Document:
____________
I’ve been to Starved Rock State Park in Utica, Illinois, in every season, each season with a beauty of its own. Spring brings the promise of warm summer days, life bursting forth again after dormancy, the bright green of new leaves on trees, tiny wildflowers poking through the ground, the scent of spring in the air. In the summer, a canopy of shade cools, the sight and sound of rushing waterfalls mesmerize, and coneflower and black-eyed Susan add bursts of color to the green foliage. In the fall, the most popular time to visit, leaves turn to shades of crimson and amber, leaves that have already fallen crunch under your feet with every step you take. My favorite time of year to visit, though, is winter.
A feeling of stillness envelopes the winter woods as you hike some of the 13 miles of snow blanketed trails, the shining sun warming the brisk air enough to keep you comfortable.
Climb to the tops of sandstone bluffs to take in breathtaking views of canyons with waterfalls of solid ice, as still as if frozen in time, and the wide Illinois River that flows adjacent to the park, eagles soaring overhead, diving into the water to catch their next meal, roosting in nearby trees.
Then hike down to the bottoms of the canyons—there are 18 of them within a four mile area—and walk on the frozen streams to see the waterfalls up close.
When you’re ready to warm up, head to the rustic Starved Rock Lodge, built in the 1930s by the Civilian Conservation Corps and now listed on the National Register of Historic Places, where you can relax in front of the two-sided fireplace in the Great Hall.
Enjoy a meal in the dining room, open for breakfast, lunch and dinner.
Or choose to dine in the casual Back Door Lounge.
I had the Chief Pontiac sandwich, shaved prime rib and smoked cheddar on Focaccia bread with barbecue cilantro sauce, served with homemade chips. it tasted as good as the description sounded.
If you need something a little warmer to wear when you go back outside, pick up a colorful scarf, hat or sweater in the gift shop.
____________
Data:
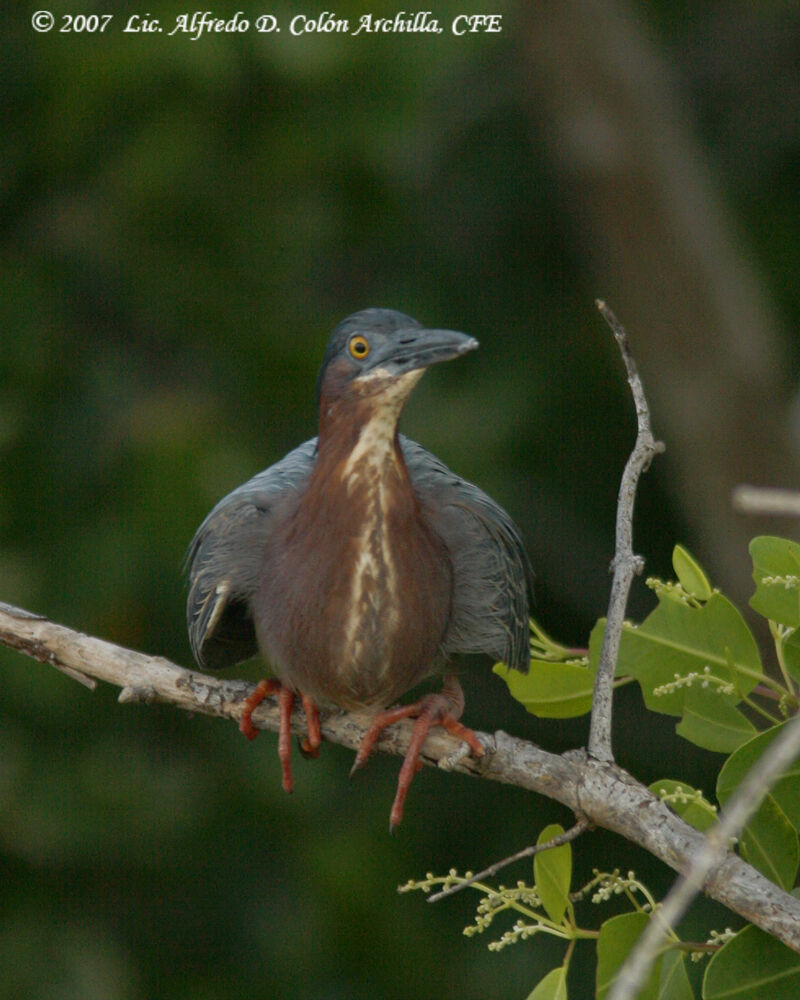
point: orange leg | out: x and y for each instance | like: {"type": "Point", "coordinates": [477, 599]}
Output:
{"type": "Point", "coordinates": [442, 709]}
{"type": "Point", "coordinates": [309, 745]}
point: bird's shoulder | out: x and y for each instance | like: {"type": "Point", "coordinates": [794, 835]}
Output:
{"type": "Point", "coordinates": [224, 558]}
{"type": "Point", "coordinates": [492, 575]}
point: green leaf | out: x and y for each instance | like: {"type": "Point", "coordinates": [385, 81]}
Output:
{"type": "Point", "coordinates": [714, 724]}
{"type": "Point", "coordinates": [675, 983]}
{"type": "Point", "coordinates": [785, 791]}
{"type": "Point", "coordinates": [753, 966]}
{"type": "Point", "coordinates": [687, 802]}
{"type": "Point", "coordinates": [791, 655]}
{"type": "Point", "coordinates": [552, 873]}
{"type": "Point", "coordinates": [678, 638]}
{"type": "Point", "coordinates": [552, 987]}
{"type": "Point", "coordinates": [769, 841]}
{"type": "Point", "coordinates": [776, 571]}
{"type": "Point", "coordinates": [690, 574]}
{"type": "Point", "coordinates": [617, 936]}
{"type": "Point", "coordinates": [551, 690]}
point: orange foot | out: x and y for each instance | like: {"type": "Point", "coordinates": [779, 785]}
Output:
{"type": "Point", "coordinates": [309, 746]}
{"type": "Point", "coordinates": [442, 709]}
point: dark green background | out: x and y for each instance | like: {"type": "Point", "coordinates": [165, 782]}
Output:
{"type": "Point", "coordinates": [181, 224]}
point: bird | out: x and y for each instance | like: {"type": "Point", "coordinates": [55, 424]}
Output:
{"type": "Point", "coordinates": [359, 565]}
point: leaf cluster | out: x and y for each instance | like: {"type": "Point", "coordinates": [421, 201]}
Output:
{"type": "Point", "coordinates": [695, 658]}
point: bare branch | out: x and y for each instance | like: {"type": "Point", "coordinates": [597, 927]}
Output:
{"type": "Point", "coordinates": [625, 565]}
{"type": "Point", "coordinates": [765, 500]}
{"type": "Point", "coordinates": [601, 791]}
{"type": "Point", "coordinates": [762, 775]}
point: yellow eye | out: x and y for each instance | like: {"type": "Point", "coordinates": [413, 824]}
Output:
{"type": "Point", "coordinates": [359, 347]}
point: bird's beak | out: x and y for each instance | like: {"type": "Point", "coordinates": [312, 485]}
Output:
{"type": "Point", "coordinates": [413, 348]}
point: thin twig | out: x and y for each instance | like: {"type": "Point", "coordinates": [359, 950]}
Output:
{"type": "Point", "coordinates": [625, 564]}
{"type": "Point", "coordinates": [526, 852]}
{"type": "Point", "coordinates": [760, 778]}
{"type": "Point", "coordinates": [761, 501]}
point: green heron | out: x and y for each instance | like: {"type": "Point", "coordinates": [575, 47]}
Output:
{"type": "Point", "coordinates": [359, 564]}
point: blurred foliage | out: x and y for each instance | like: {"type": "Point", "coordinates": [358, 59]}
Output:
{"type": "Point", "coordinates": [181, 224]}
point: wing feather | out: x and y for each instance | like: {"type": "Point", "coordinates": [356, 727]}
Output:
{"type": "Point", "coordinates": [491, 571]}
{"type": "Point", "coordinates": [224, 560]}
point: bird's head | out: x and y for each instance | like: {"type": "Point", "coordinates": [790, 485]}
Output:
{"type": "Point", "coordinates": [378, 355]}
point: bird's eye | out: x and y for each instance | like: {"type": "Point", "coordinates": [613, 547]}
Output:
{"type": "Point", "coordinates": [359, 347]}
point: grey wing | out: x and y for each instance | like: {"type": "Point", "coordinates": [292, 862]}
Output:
____________
The task: According to the Starved Rock text, who built the Starved Rock Lodge? The records are material of their own, apart from the Starved Rock text.

Exercise solution: The Civilian Conservation Corps built it in the 1930s.